→ **WHAT YOU HAVE TO DO**
Return, from the data that follows, each line that holds the word "daisy".

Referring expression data
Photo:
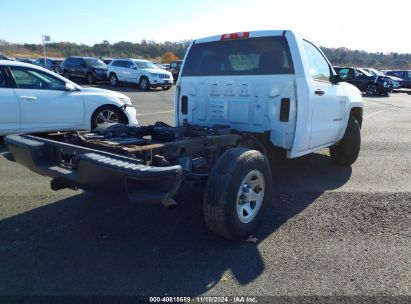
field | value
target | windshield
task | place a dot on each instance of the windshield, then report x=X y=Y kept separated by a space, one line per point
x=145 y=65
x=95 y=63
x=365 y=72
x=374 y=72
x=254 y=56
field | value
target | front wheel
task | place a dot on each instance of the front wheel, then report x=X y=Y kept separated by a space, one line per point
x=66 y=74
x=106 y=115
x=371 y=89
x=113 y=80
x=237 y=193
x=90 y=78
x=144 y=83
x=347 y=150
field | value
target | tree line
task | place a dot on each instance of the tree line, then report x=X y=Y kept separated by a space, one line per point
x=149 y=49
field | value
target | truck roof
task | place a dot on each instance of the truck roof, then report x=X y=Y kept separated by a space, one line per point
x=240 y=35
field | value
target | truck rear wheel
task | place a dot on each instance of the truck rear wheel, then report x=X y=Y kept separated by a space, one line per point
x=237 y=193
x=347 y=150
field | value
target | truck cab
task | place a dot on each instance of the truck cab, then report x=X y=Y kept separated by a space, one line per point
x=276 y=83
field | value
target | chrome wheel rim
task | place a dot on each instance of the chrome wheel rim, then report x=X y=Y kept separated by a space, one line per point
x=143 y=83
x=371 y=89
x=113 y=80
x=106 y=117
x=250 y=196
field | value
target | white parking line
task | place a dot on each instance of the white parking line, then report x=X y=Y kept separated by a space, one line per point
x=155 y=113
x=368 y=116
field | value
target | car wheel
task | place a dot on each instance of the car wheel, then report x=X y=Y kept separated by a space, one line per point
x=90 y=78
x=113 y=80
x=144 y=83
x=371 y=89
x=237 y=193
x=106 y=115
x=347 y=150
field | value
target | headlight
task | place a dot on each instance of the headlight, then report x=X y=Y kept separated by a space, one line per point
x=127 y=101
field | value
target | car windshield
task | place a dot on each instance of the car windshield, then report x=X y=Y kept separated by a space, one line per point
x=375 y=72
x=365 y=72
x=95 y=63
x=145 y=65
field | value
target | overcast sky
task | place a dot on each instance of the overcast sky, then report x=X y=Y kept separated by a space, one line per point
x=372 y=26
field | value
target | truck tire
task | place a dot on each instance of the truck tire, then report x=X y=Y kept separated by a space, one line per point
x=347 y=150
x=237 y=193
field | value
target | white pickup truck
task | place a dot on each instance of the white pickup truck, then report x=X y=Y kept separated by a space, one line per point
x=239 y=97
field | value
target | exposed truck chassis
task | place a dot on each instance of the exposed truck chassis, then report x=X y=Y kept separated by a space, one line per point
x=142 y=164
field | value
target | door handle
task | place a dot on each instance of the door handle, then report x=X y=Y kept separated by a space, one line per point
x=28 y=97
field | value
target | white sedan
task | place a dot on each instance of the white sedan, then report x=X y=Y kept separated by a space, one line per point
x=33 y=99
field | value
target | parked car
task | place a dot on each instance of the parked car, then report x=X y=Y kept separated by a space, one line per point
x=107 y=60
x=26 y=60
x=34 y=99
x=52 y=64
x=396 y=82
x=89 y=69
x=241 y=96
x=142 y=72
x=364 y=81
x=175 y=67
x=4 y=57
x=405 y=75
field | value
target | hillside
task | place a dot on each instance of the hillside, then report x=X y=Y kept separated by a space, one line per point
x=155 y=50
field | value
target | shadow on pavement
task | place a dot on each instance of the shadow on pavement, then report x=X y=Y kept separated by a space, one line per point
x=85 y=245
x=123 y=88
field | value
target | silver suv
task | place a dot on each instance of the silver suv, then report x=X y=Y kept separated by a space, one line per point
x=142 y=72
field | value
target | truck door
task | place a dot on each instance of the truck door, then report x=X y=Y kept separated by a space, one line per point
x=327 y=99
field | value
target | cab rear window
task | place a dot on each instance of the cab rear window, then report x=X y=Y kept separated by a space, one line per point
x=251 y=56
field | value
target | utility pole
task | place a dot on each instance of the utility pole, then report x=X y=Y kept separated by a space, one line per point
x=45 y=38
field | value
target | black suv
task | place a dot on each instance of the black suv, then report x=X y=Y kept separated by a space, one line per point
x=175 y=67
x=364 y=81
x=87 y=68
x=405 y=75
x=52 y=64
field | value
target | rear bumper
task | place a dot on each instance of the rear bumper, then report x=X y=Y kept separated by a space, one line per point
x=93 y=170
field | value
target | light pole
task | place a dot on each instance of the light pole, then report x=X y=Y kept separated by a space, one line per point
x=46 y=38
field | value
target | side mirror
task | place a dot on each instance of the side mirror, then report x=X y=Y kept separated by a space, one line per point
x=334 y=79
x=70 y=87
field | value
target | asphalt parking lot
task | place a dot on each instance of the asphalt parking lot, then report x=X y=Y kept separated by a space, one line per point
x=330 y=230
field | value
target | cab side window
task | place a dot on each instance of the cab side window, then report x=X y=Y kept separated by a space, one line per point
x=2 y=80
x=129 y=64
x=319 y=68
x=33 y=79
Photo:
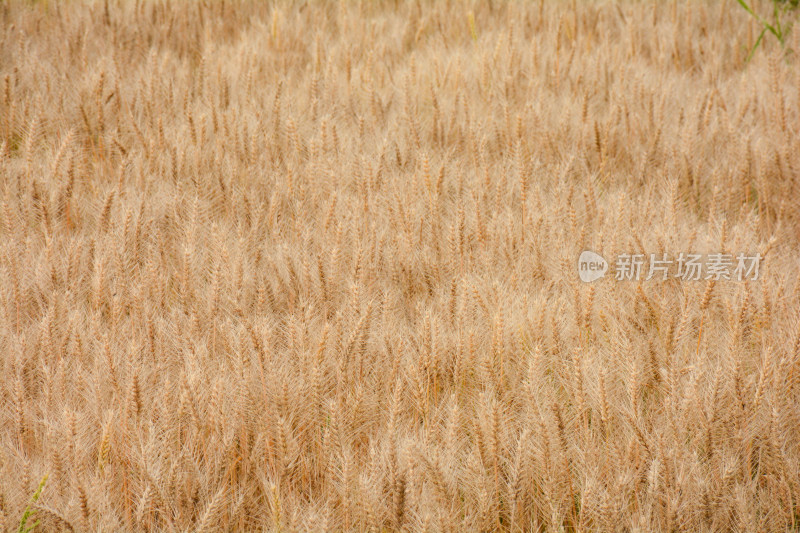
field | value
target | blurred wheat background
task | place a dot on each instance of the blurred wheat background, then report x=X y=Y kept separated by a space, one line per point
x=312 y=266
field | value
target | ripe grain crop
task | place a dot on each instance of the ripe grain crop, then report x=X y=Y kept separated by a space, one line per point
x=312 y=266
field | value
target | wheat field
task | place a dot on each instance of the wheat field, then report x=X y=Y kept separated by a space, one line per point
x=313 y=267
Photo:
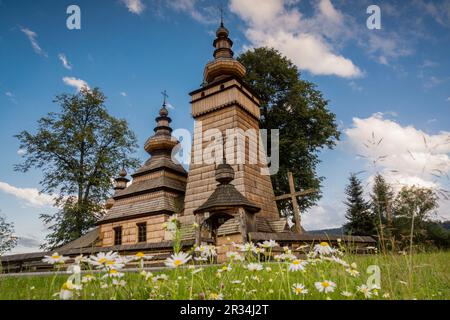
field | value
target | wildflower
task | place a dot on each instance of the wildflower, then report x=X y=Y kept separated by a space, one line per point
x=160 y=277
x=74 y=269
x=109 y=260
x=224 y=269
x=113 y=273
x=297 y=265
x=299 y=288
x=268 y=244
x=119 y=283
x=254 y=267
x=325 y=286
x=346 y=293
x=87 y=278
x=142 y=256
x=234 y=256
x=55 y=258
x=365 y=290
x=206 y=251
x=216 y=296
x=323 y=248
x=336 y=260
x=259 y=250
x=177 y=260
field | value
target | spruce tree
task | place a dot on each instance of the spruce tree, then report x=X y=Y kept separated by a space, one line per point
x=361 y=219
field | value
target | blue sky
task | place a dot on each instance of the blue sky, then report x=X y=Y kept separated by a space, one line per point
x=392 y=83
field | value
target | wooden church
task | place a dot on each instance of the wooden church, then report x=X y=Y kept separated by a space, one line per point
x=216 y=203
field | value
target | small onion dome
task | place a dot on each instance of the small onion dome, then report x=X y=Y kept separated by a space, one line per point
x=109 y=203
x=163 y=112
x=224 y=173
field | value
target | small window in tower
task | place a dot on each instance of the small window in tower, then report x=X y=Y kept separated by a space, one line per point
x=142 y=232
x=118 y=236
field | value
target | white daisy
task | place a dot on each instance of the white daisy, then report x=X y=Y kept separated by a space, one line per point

→ **ANSWER TO THE EXERCISE**
target | white daisy
task | place a dot on each instance of the white daisy, then report x=X y=Y kept separated by a space, one line per point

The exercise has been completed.